**** TEXT PROVIDED
It’s a long story here.
—MINERVA PEREZ, NEIGHBOR
Midway through my first year as a newspaper reporter, I walked through a two-story apartment building in Brownsville, Texas, where a poor young couple had murdered their three children. My assignment was to write about the local debate as to whether the decrepit but historic building should be demolished. It sat on a corner on the outskirts of Brownsville’s downtown, just a handful of city blocks from Mexico. There, tropical birds effortlessly crossed into the United States from points south, while human travelers traversed international bridges or paid coyotes to hustle them surreptitiously across the Rio Grande. Yet, even among the quotidian dramas of the border, the deaths of Julissa, John Stephan, and Mary Jane were not merely reported—they were communally grieved.
When I interviewed people about the murders, some cautioned that the crime was a black hole that held nothing within. Heinous crimes are like that, people said. They do not teach lessons, they only confirm the worst suspicions about what can happen in our world. To venture close to an entity so dark and try to wrest value from its depths was not only foolish, it was dangerous: a black hole withholds and mangles all it consumes and devours anything wandering too close to its invisible mouth. Yet, the same people who compassionately issued this warning also told me, often at length, of all the crime had come to mean in their lives, how it had challenged their beliefs or fortified them. How it continued to flicker as a figure on the edge of their peripheral vision, moving out of range when they turned to see it head-on.
********
**** DATA SECTION
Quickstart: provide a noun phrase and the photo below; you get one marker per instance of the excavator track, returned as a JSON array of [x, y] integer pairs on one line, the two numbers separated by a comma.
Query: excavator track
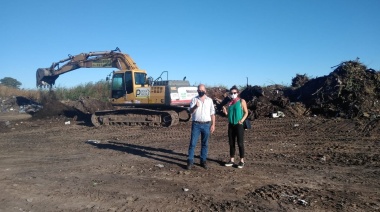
********
Please explain, in one to three sentences, why some people in the passage on the Brownsville murders called it dangerous, and not only foolish, to try to draw value from the crime.

### [THE RESULT]
They likened the crime to a black hole. A black hole withholds and mangles everything it consumes, and it devours anything that wanders too close to its invisible mouth.